**EXERCISE DETAILS:** Please output each entry exactly as it appears.

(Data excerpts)
================================

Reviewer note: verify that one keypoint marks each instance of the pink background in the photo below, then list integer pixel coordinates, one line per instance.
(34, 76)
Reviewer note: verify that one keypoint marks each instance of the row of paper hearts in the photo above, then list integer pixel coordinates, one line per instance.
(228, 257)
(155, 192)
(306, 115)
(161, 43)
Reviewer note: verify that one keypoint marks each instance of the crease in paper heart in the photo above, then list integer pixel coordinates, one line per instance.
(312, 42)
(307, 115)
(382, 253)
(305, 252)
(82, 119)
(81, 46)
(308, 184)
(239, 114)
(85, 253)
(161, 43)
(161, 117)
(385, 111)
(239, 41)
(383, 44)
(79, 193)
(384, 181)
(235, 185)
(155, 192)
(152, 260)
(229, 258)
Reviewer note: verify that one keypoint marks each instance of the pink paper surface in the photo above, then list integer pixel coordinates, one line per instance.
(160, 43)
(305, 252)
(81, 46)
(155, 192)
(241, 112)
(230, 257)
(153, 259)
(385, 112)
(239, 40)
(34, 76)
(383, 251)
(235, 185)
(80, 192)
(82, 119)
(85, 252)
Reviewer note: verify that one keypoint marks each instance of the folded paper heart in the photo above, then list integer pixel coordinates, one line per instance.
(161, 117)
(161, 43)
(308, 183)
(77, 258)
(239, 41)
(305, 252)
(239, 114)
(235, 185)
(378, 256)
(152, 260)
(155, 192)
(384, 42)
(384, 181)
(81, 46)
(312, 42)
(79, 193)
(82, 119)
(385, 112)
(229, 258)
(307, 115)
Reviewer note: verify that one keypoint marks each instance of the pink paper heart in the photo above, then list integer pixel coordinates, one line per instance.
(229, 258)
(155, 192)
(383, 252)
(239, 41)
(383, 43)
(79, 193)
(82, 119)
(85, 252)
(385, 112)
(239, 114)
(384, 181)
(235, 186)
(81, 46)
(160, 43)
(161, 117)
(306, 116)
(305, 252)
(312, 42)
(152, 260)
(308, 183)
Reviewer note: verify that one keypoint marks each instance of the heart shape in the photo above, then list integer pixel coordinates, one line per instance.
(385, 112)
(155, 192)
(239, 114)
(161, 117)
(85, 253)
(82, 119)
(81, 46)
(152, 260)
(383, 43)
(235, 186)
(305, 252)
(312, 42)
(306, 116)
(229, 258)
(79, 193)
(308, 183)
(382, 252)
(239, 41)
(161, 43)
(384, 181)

================================

**RESULT OF THIS EXERCISE:**
Reviewer note: verify that one keypoint marks each instance of the pink background in the photo below, then list integer pixel coordinates, one line per instance.
(34, 76)
Reviewer note: verify that one keypoint marks each instance of the row of paper hearts in the photo above, then list integer pixel coordinates, one line per instance.
(228, 257)
(155, 192)
(306, 115)
(161, 43)
Reviewer note: verify that one keypoint marks each instance of the crease in paper heart in the photo above, then list integer pixel coordinates, one line per instance.
(312, 42)
(307, 115)
(382, 253)
(305, 252)
(82, 119)
(81, 46)
(308, 184)
(239, 114)
(85, 253)
(161, 43)
(161, 117)
(385, 111)
(239, 41)
(383, 44)
(79, 193)
(384, 181)
(235, 185)
(155, 192)
(152, 260)
(229, 258)
Reviewer note: verify that one keypoint marks each instance of the pink paper surface in the photo above, then list integer pixel coordinates, one line per instance.
(160, 43)
(305, 252)
(81, 46)
(155, 192)
(241, 112)
(230, 257)
(153, 259)
(385, 112)
(239, 40)
(34, 76)
(383, 251)
(235, 185)
(80, 192)
(82, 119)
(85, 252)
Reviewer note: verify that one keypoint marks each instance of the folded paper heart in the photo above, then list integer pixel coordinates, one line per instance.
(161, 117)
(161, 43)
(308, 183)
(77, 258)
(239, 41)
(305, 252)
(239, 114)
(235, 185)
(378, 256)
(152, 260)
(155, 192)
(384, 42)
(384, 181)
(81, 46)
(312, 42)
(79, 193)
(82, 119)
(385, 112)
(229, 258)
(307, 115)
Reviewer note: verify that one keypoint marks each instance of the pink paper heart in the photo above, then list integer pixel coordinates, one line per instance.
(229, 258)
(155, 192)
(383, 252)
(239, 41)
(383, 43)
(79, 193)
(82, 119)
(85, 252)
(385, 112)
(239, 114)
(384, 181)
(235, 186)
(81, 46)
(160, 43)
(161, 117)
(306, 116)
(305, 252)
(312, 42)
(152, 260)
(308, 183)
Reviewer note: verify that one keypoint marks each instance of the heart shape in the photo above, then list integer pixel coordinates, one line per instance.
(385, 112)
(155, 192)
(239, 114)
(161, 117)
(85, 253)
(82, 119)
(81, 46)
(152, 260)
(383, 43)
(235, 186)
(305, 252)
(312, 42)
(306, 116)
(229, 258)
(79, 193)
(308, 183)
(382, 252)
(239, 41)
(161, 43)
(384, 181)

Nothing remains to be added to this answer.